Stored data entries
■ ■ ■

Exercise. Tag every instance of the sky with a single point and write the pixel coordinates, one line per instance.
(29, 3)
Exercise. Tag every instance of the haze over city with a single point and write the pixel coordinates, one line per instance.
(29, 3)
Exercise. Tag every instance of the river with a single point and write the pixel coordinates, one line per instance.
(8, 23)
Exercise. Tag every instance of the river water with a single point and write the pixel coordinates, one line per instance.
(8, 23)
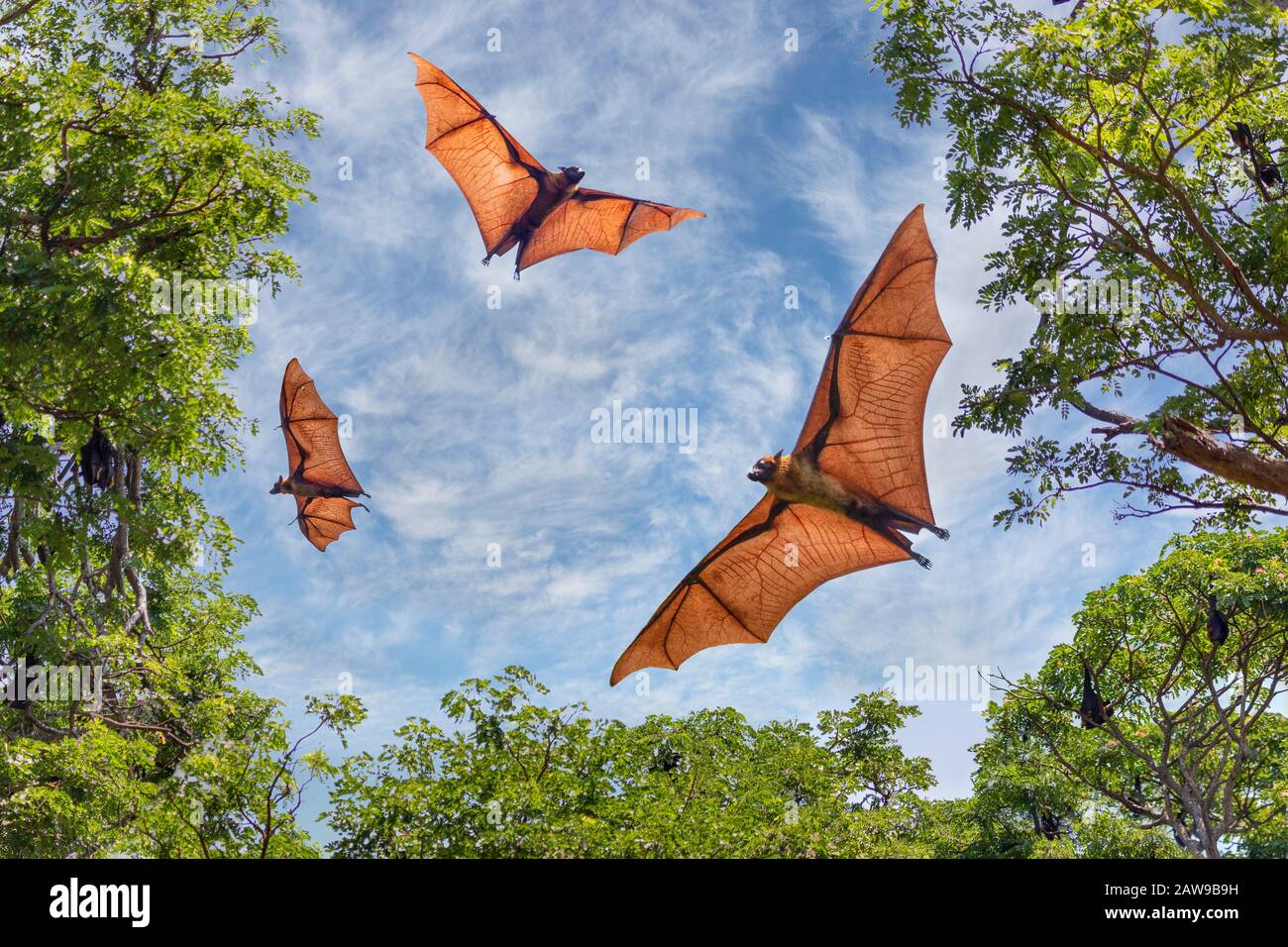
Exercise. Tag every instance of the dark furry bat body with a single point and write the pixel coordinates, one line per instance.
(1218, 625)
(1093, 710)
(516, 202)
(97, 460)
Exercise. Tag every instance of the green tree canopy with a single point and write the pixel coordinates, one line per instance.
(516, 779)
(1104, 142)
(132, 158)
(1190, 741)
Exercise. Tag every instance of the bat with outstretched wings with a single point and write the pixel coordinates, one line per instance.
(516, 202)
(320, 476)
(851, 487)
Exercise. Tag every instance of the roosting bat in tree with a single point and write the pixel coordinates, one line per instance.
(514, 198)
(857, 476)
(1219, 626)
(1241, 137)
(320, 479)
(1094, 711)
(97, 460)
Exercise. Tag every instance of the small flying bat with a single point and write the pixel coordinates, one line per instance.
(853, 484)
(514, 198)
(320, 479)
(1219, 626)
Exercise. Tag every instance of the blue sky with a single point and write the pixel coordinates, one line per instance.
(473, 425)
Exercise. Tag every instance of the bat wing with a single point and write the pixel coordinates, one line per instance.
(312, 433)
(599, 221)
(496, 174)
(323, 518)
(742, 589)
(864, 425)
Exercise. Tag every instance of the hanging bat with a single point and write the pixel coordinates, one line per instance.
(515, 200)
(97, 460)
(1241, 137)
(320, 479)
(853, 484)
(1219, 626)
(1270, 175)
(1094, 710)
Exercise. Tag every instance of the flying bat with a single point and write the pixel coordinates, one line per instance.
(851, 487)
(320, 478)
(516, 202)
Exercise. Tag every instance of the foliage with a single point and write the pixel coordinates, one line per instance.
(133, 157)
(522, 780)
(1192, 742)
(1103, 142)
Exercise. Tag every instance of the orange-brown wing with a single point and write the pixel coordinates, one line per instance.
(599, 221)
(496, 174)
(312, 433)
(864, 425)
(739, 591)
(323, 518)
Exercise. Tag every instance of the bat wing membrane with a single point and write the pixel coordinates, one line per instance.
(496, 174)
(600, 221)
(751, 579)
(323, 518)
(312, 433)
(864, 424)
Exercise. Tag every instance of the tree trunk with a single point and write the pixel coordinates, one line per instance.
(1229, 462)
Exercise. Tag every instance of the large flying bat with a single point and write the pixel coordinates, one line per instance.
(514, 198)
(846, 493)
(320, 479)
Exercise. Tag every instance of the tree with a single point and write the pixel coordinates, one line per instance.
(515, 779)
(143, 184)
(1189, 740)
(1109, 151)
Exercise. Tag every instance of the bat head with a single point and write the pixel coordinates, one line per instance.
(764, 470)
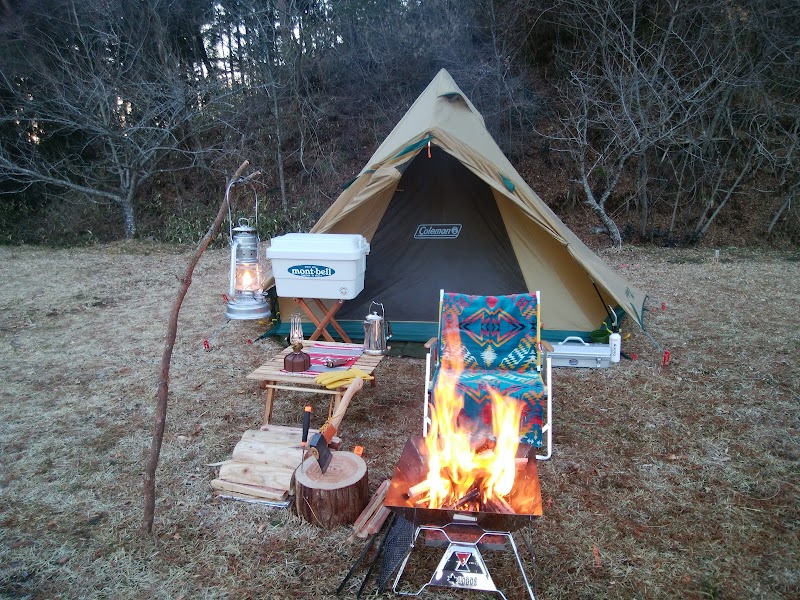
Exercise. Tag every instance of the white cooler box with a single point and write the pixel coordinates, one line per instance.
(574, 352)
(319, 265)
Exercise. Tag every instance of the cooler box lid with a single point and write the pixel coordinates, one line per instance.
(330, 246)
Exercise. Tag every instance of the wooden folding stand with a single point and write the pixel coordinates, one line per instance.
(328, 319)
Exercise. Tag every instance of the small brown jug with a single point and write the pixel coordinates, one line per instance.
(297, 361)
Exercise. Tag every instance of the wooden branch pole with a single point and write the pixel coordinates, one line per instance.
(166, 359)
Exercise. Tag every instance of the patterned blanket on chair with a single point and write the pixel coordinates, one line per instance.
(497, 344)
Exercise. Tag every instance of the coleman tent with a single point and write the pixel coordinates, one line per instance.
(443, 208)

■ ■ ■

- [Goal of the exercise] Convert the records into a JSON list of strings, one string per line and no blank lines, starting with the first line and going on through the line that contains "(1190, 741)". Leave the pictures out of the answer.

- [Result below]
[
  "Exercise. Tag every instance of the sky with a single point and write the pixel coordinates, one line per instance.",
  "(29, 3)",
  "Exercise. Tag every instance of the haze over city with a single point and write the pixel coordinates, one line per instance.",
  "(29, 3)",
  "Exercise. Tag every instance of the river with a single point and write the pixel coordinates, one line per instance.",
  "(8, 23)",
  "Exercise. Tag every instance of the river water with a single point and write the pixel coordinates, one line per instance.",
  "(8, 23)",
  "Exercise. Tag every instance of the dark furry bat body with a single point and write the pixel coordinates, one line per instance.",
  "(1218, 625)",
  "(1093, 710)",
  "(516, 202)",
  "(97, 460)",
  "Exercise. Tag every instance of the green tree canopy with a single point and write the pixel coordinates, one line per instance.",
  "(516, 779)",
  "(1104, 142)",
  "(132, 158)",
  "(1190, 741)"
]